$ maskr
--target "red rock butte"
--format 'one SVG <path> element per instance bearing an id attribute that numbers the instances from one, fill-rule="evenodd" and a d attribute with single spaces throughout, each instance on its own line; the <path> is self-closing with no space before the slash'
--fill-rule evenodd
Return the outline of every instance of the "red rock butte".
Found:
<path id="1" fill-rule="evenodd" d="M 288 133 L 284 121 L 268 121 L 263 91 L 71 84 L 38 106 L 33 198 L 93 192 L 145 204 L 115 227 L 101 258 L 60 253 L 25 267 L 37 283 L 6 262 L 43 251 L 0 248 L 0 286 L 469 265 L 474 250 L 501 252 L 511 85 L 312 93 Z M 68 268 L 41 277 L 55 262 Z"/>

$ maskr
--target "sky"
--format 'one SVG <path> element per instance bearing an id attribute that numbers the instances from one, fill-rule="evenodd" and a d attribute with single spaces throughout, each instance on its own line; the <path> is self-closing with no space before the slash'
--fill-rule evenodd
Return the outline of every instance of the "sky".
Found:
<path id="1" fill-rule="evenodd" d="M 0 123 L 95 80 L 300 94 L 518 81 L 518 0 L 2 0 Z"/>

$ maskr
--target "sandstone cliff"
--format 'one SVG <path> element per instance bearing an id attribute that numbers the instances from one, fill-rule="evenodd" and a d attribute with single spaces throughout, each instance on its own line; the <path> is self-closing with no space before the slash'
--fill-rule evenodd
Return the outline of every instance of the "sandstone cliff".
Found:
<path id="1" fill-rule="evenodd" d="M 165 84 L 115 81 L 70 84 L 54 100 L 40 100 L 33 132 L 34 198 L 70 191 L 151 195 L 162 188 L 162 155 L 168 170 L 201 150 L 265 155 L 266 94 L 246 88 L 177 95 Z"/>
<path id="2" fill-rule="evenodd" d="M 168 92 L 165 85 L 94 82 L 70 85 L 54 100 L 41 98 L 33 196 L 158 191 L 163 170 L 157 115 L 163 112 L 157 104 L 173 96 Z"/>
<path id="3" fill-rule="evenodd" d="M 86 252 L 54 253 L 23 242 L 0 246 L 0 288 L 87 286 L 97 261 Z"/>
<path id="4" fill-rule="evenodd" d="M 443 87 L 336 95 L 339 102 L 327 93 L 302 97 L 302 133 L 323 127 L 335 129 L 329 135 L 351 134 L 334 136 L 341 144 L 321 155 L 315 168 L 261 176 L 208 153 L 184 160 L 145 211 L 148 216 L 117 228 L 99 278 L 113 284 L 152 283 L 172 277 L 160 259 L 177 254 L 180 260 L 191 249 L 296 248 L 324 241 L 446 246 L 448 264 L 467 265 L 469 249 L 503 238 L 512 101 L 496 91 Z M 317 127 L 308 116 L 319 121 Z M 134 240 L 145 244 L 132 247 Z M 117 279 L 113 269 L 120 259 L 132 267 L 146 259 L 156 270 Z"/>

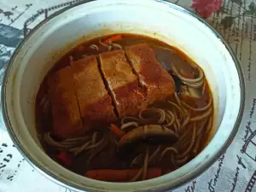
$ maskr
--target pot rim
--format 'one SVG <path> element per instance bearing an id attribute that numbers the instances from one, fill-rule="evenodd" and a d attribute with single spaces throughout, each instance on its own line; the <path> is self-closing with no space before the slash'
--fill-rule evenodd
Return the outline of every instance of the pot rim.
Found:
<path id="1" fill-rule="evenodd" d="M 75 190 L 79 189 L 81 191 L 84 190 L 86 189 L 78 187 L 77 185 L 75 185 L 68 181 L 64 181 L 64 180 L 57 177 L 54 173 L 49 172 L 44 166 L 38 165 L 37 163 L 37 161 L 29 154 L 28 151 L 21 146 L 21 144 L 19 142 L 19 140 L 17 139 L 15 132 L 13 131 L 13 127 L 11 125 L 11 123 L 10 123 L 10 120 L 9 118 L 7 103 L 6 103 L 6 89 L 8 86 L 8 79 L 9 76 L 9 71 L 10 71 L 12 65 L 14 64 L 15 57 L 19 54 L 20 50 L 22 49 L 23 45 L 30 38 L 32 34 L 33 34 L 35 32 L 37 32 L 37 30 L 39 29 L 46 22 L 54 19 L 55 17 L 60 15 L 61 14 L 66 12 L 67 10 L 69 10 L 70 9 L 79 6 L 81 4 L 84 4 L 86 3 L 94 2 L 94 1 L 96 1 L 96 0 L 83 0 L 79 3 L 74 3 L 71 6 L 68 6 L 61 10 L 58 10 L 55 13 L 52 14 L 50 16 L 49 16 L 47 19 L 44 20 L 39 24 L 38 24 L 27 35 L 24 35 L 25 36 L 24 39 L 20 42 L 20 44 L 15 49 L 14 54 L 12 55 L 12 56 L 10 58 L 9 65 L 6 68 L 4 77 L 3 79 L 3 84 L 2 84 L 3 87 L 2 87 L 2 91 L 1 91 L 1 104 L 2 104 L 2 108 L 3 108 L 2 113 L 3 113 L 3 121 L 6 125 L 9 135 L 10 136 L 10 137 L 11 137 L 13 143 L 15 143 L 15 147 L 17 148 L 18 151 L 22 154 L 22 156 L 26 160 L 26 161 L 30 165 L 32 165 L 33 167 L 35 167 L 35 169 L 37 169 L 37 171 L 43 173 L 43 175 L 46 176 L 48 178 L 49 177 L 49 179 L 51 181 L 53 181 L 54 183 L 58 183 L 63 187 L 72 188 L 73 189 L 75 189 Z M 236 58 L 234 51 L 232 50 L 230 46 L 225 42 L 224 38 L 222 38 L 222 36 L 212 26 L 211 26 L 205 20 L 201 19 L 195 13 L 193 13 L 184 8 L 182 8 L 179 5 L 174 4 L 170 2 L 166 2 L 166 0 L 152 0 L 152 1 L 154 1 L 154 2 L 157 2 L 160 3 L 165 3 L 172 9 L 174 9 L 176 10 L 183 12 L 183 14 L 189 15 L 190 16 L 193 16 L 195 19 L 196 19 L 199 22 L 205 25 L 206 27 L 208 27 L 211 30 L 211 32 L 213 33 L 213 35 L 225 46 L 225 49 L 230 54 L 232 60 L 234 61 L 234 62 L 236 64 L 236 71 L 237 71 L 239 81 L 240 81 L 240 88 L 241 88 L 241 103 L 240 103 L 240 107 L 239 107 L 239 112 L 238 112 L 238 115 L 236 117 L 233 130 L 232 130 L 230 135 L 229 136 L 228 139 L 226 140 L 224 144 L 222 146 L 222 148 L 213 155 L 213 157 L 211 160 L 209 160 L 207 162 L 206 162 L 203 166 L 201 166 L 199 169 L 197 169 L 196 171 L 194 171 L 191 174 L 186 175 L 185 177 L 182 177 L 178 182 L 177 182 L 177 183 L 173 184 L 172 186 L 170 186 L 167 183 L 166 185 L 161 186 L 161 189 L 160 189 L 160 190 L 167 189 L 177 189 L 177 188 L 185 184 L 186 183 L 195 179 L 196 177 L 200 176 L 202 172 L 207 171 L 220 157 L 220 155 L 225 152 L 225 150 L 228 148 L 228 147 L 233 142 L 233 140 L 237 133 L 237 131 L 239 129 L 239 125 L 241 124 L 244 108 L 245 108 L 245 82 L 244 82 L 240 62 L 238 61 L 238 59 Z M 96 190 L 94 190 L 94 191 L 96 191 Z"/>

************

_What the task requires_
Output each item above again verbatim, in the same order and line for line, omitting the pictures.

_Written reply_
$ maskr
--target "red rock butte"
--format 'one SVG <path> element per instance bearing an id attribute that numbers the instances from one, fill-rule="evenodd" and a d attribute with single spaces throughout, each instance on its own line; the <path> is self-closing with no space before the slash'
--fill-rule evenodd
Return the outline of every instance of the "red rock butte".
Found:
<path id="1" fill-rule="evenodd" d="M 288 133 L 284 121 L 268 121 L 263 91 L 71 84 L 38 106 L 33 198 L 93 192 L 145 204 L 115 227 L 101 258 L 60 253 L 25 267 L 37 283 L 6 262 L 43 251 L 0 248 L 0 286 L 469 265 L 474 250 L 501 252 L 511 85 L 312 93 Z M 68 268 L 41 277 L 55 262 Z"/>

$ maskr
--target "sky"
--format 'one SVG <path> element per instance bearing an id attribute that numbers the instances from one, fill-rule="evenodd" and a d attribute with single spaces throughout, each instance on its own line; the <path> is self-closing with no space before the slash'
--fill-rule evenodd
Return the outline of every instance of the "sky".
Found:
<path id="1" fill-rule="evenodd" d="M 0 123 L 95 80 L 300 94 L 518 81 L 518 0 L 2 0 Z"/>

$ maskr
--target "sandstone cliff"
--format 'one SVG <path> element per instance bearing an id attribute that numbers the instances from one, fill-rule="evenodd" and a d attribute with single spaces throughout, each instance on its own line; the <path> is self-closing with no space before the slash'
--fill-rule evenodd
Return the outline of every instance of the "sandstone cliff".
Found:
<path id="1" fill-rule="evenodd" d="M 165 84 L 115 81 L 70 84 L 54 100 L 40 100 L 33 132 L 34 198 L 70 191 L 151 195 L 162 188 L 162 155 L 168 170 L 201 150 L 265 155 L 266 94 L 246 88 L 177 95 Z"/>
<path id="2" fill-rule="evenodd" d="M 168 92 L 165 85 L 94 82 L 70 85 L 54 100 L 41 98 L 33 196 L 158 191 L 163 170 L 157 115 L 163 112 L 157 104 L 173 96 Z"/>
<path id="3" fill-rule="evenodd" d="M 86 252 L 54 253 L 23 242 L 0 246 L 0 288 L 87 286 L 97 261 Z"/>
<path id="4" fill-rule="evenodd" d="M 443 87 L 336 95 L 339 102 L 327 93 L 302 97 L 302 133 L 323 127 L 335 129 L 329 135 L 351 134 L 334 136 L 341 144 L 321 155 L 315 168 L 261 176 L 208 153 L 184 160 L 145 211 L 148 216 L 117 228 L 99 278 L 113 284 L 152 283 L 172 277 L 160 259 L 177 254 L 180 260 L 191 249 L 296 248 L 324 241 L 446 246 L 448 264 L 467 265 L 469 249 L 503 238 L 512 101 L 496 91 Z M 317 127 L 308 116 L 319 121 Z M 134 240 L 145 244 L 132 247 Z M 117 279 L 113 269 L 120 259 L 132 267 L 146 259 L 156 270 Z"/>

$ maskr
--target pot rim
--format 'one SVG <path> element per instance bearing an id attribute that numbers the instances from one, fill-rule="evenodd" and a d attribute with single spaces throughout, each instance on its own line; the <path> is self-closing with no space before the slash'
--fill-rule evenodd
Return the outline of every instance of the pot rim.
Found:
<path id="1" fill-rule="evenodd" d="M 75 190 L 79 189 L 81 191 L 84 190 L 86 189 L 78 187 L 77 185 L 75 185 L 68 181 L 64 181 L 64 180 L 57 177 L 54 173 L 49 172 L 44 166 L 38 165 L 37 163 L 37 161 L 29 154 L 28 151 L 21 146 L 21 144 L 19 142 L 19 140 L 17 139 L 15 132 L 13 131 L 13 127 L 11 125 L 11 123 L 10 123 L 10 120 L 9 118 L 7 103 L 6 103 L 6 89 L 8 86 L 8 79 L 9 76 L 9 71 L 10 71 L 12 65 L 14 64 L 15 57 L 19 54 L 20 50 L 22 49 L 23 45 L 30 38 L 32 34 L 33 34 L 35 32 L 37 32 L 37 30 L 39 29 L 46 22 L 54 19 L 55 17 L 60 15 L 61 14 L 66 12 L 67 10 L 69 10 L 70 9 L 79 6 L 81 4 L 84 4 L 86 3 L 94 2 L 94 1 L 96 1 L 96 0 L 83 0 L 79 3 L 74 3 L 71 6 L 68 6 L 61 10 L 58 10 L 55 13 L 52 14 L 50 16 L 49 16 L 47 19 L 44 20 L 39 24 L 38 24 L 27 35 L 24 35 L 25 36 L 24 39 L 20 42 L 20 44 L 15 49 L 14 54 L 12 55 L 12 56 L 10 58 L 9 65 L 6 68 L 4 77 L 3 79 L 3 84 L 2 84 L 3 87 L 2 87 L 2 91 L 1 91 L 1 104 L 2 104 L 2 108 L 3 108 L 2 113 L 3 113 L 3 121 L 6 125 L 9 135 L 10 136 L 10 137 L 11 137 L 13 143 L 15 143 L 15 147 L 17 148 L 18 151 L 22 154 L 22 156 L 26 160 L 26 161 L 30 165 L 32 165 L 33 167 L 35 167 L 35 169 L 37 169 L 37 171 L 43 173 L 43 175 L 46 176 L 48 178 L 49 177 L 49 179 L 51 181 L 53 181 L 54 183 L 58 183 L 63 187 L 72 188 L 73 189 L 75 189 Z M 236 58 L 234 51 L 232 50 L 230 46 L 225 42 L 224 38 L 222 38 L 222 36 L 212 26 L 211 26 L 205 20 L 201 19 L 195 13 L 193 13 L 184 8 L 182 8 L 179 5 L 174 4 L 170 2 L 166 2 L 166 0 L 152 0 L 152 1 L 154 1 L 154 2 L 157 2 L 160 3 L 165 3 L 172 9 L 174 9 L 176 10 L 183 12 L 183 14 L 189 15 L 190 16 L 193 16 L 195 19 L 196 19 L 199 22 L 205 25 L 206 27 L 208 27 L 211 30 L 211 32 L 213 33 L 213 35 L 225 46 L 225 49 L 230 54 L 232 60 L 234 61 L 234 62 L 236 64 L 236 71 L 237 71 L 239 81 L 240 81 L 240 88 L 241 88 L 241 103 L 240 103 L 240 107 L 239 107 L 239 112 L 238 112 L 238 115 L 236 117 L 233 130 L 232 130 L 230 135 L 229 136 L 228 139 L 226 140 L 224 144 L 222 146 L 222 148 L 213 155 L 213 157 L 211 160 L 209 160 L 207 162 L 206 162 L 203 166 L 201 166 L 199 169 L 197 169 L 196 171 L 194 171 L 191 174 L 186 175 L 185 177 L 182 177 L 178 182 L 177 182 L 177 183 L 173 184 L 172 186 L 170 186 L 167 183 L 166 185 L 161 186 L 161 189 L 160 189 L 160 190 L 167 189 L 177 189 L 177 188 L 185 184 L 186 183 L 195 179 L 196 177 L 200 176 L 202 172 L 207 171 L 220 157 L 220 155 L 225 152 L 225 150 L 228 148 L 228 147 L 233 142 L 233 140 L 237 133 L 237 131 L 239 129 L 239 125 L 241 124 L 244 108 L 245 108 L 245 82 L 244 82 L 240 62 L 238 61 L 238 59 Z M 96 190 L 94 190 L 94 191 L 96 191 Z"/>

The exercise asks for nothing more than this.